Task to complete: Print the data exactly as it is given, please.

Begin Extracted entries

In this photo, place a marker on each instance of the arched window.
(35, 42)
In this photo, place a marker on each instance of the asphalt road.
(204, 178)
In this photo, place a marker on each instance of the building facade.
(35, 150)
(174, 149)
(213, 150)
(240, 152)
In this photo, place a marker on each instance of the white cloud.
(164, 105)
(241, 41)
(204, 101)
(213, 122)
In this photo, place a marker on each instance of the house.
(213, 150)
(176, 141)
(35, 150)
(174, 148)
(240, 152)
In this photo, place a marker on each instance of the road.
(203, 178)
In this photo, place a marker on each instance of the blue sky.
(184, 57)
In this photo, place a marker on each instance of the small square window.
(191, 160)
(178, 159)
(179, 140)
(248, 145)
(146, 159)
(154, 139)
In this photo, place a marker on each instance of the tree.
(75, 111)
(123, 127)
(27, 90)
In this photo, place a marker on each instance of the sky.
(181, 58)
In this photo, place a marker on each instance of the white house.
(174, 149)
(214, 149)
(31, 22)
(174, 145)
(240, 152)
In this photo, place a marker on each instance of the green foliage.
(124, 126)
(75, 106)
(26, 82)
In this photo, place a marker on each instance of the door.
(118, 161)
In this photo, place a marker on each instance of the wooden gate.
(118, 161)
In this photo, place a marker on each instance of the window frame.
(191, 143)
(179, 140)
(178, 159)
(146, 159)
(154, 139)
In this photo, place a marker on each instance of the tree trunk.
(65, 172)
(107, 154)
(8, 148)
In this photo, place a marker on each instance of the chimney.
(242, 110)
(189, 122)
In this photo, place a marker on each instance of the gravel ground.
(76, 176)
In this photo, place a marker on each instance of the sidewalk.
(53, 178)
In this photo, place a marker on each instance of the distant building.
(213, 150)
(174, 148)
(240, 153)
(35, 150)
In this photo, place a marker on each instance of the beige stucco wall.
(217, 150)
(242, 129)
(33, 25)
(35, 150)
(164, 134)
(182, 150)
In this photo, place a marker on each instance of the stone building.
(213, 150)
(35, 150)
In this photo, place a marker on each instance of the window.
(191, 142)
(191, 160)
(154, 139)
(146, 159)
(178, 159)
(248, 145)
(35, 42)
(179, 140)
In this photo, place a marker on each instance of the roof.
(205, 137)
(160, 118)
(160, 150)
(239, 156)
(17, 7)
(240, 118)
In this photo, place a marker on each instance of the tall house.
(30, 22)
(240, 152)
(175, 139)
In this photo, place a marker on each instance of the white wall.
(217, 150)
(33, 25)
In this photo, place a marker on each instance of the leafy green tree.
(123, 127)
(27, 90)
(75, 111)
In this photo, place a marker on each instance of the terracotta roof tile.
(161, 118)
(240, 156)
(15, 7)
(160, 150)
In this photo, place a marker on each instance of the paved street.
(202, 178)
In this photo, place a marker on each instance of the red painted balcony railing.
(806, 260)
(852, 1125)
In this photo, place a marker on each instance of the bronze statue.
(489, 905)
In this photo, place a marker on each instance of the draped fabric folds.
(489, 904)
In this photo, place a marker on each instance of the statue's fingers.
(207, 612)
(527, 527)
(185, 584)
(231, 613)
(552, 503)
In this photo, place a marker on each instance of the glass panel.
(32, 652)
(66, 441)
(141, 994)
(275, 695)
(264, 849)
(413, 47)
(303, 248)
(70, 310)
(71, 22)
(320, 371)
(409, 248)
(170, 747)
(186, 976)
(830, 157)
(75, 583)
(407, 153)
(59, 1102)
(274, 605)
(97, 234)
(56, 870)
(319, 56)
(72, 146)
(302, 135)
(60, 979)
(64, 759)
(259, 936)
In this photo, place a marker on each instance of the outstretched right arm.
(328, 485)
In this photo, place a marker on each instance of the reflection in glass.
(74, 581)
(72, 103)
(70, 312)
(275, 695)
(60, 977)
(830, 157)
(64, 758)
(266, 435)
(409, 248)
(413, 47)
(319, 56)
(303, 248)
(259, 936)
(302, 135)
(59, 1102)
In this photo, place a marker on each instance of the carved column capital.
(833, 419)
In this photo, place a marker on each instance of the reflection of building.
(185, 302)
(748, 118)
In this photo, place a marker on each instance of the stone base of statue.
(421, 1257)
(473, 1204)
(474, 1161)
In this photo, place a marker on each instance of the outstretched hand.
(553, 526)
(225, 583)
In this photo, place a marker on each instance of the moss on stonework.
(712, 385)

End Extracted entries

Solution to this problem:
In this photo, place a marker on each instance of the arched window.
(35, 42)
In this photo, place a marker on each instance of the asphalt road.
(204, 178)
In this photo, place a marker on each instance of the building facade.
(35, 150)
(174, 149)
(213, 150)
(240, 152)
In this photo, place a marker on each instance of the white cloud.
(164, 105)
(241, 41)
(204, 101)
(213, 122)
In this photo, place a marker on each instance of the house.
(213, 150)
(176, 141)
(35, 150)
(174, 148)
(240, 152)
In this photo, place a marker on each instance of the road.
(203, 178)
In this photo, place a marker on each instance of the blue sky.
(184, 57)
In this photo, place a marker on each instance of the small square window.
(191, 160)
(178, 159)
(179, 140)
(248, 145)
(146, 159)
(154, 139)
In this photo, place a marker on each instance of the tree.
(75, 111)
(123, 127)
(27, 90)
In this photo, place a marker on each instance of the sky.
(181, 58)
In this photo, place a marker on each instance of the white house.
(174, 149)
(214, 149)
(31, 22)
(174, 145)
(240, 152)
In this photo, place a marker on each instance of the green foliage.
(124, 126)
(75, 106)
(26, 82)
In this photo, place a marker on each instance of the door.
(118, 161)
In this photo, place a marker on each instance of the wooden gate.
(118, 161)
In this photo, place a marker on each instance of the window frame.
(191, 143)
(179, 140)
(178, 159)
(146, 159)
(154, 139)
In this photo, place a marker on each instance of the tree trunk.
(65, 172)
(107, 154)
(8, 148)
In this photo, place a marker on each instance of the chimney.
(242, 110)
(189, 122)
In this photo, place a marker on each instance of the gravel ground.
(76, 176)
In this photo, place a marker on each instance of the sidewalk.
(53, 178)
In this photo, place a marker on each instance of the distant building.
(213, 150)
(174, 148)
(240, 153)
(35, 150)
In this photo, place a marker on each instance of the beige stucco wall.
(217, 150)
(242, 129)
(33, 25)
(35, 150)
(164, 134)
(182, 150)
In this photo, place a marker on each instance of the stone building.
(213, 150)
(35, 150)
In this photo, place a marker on each instance of the window.
(191, 142)
(191, 160)
(154, 139)
(146, 159)
(178, 159)
(248, 145)
(35, 42)
(179, 140)
In this photo, place a marker on each instance of the roof.
(205, 137)
(160, 118)
(160, 150)
(239, 156)
(17, 7)
(240, 118)
In this photo, place a marker on each instance of the tall house.
(30, 22)
(240, 152)
(175, 139)
In this photo, place a marker on each instance of the white wall.
(217, 150)
(33, 25)
In this photo, place a marker on each instance of the leafy green tree.
(123, 127)
(27, 90)
(75, 111)
In this photo, place a marker on each instance of the terracotta roof tile.
(161, 118)
(240, 156)
(15, 7)
(160, 150)
In this photo, place a marker on each instance of the paved street.
(202, 178)
In this photo, place a marker on each instance of the red painted balcony railing.
(806, 260)
(852, 1125)
In this photo, place a marker on each instance of the bronze statue.
(489, 905)
In this photo, place a marker on each instance of the draped fabric folds.
(489, 904)
In this photo, place a marker on each instance of the statue's fingers.
(207, 612)
(527, 527)
(185, 584)
(231, 613)
(552, 503)
In this photo, place a marker on each instance of the glass panel.
(32, 652)
(66, 441)
(141, 994)
(275, 695)
(264, 849)
(413, 47)
(303, 248)
(70, 310)
(71, 22)
(320, 371)
(409, 248)
(170, 747)
(186, 976)
(830, 157)
(75, 583)
(407, 153)
(59, 1102)
(274, 605)
(97, 234)
(56, 870)
(319, 56)
(72, 146)
(302, 135)
(60, 979)
(64, 759)
(259, 936)
In this photo, place a marker on each instance of the outstretched right arm.
(328, 485)
In this photo, place a marker on each instance of the reflection in glass.
(74, 581)
(72, 103)
(70, 312)
(275, 695)
(60, 977)
(830, 157)
(64, 758)
(266, 435)
(409, 248)
(413, 47)
(319, 56)
(303, 248)
(259, 936)
(302, 135)
(59, 1102)
In this photo, place a marker on each instance of the carved column capital.
(833, 419)
In this photo, place a marker on each instance of the reflection of building.
(185, 302)
(748, 118)
In this photo, place a marker on each instance of the stone base of statue.
(421, 1257)
(473, 1204)
(474, 1161)
In this photo, place a marker on each instance of the outstretched hand.
(553, 526)
(225, 583)
In this photo, place a marker on each instance of the moss on stonework.
(712, 385)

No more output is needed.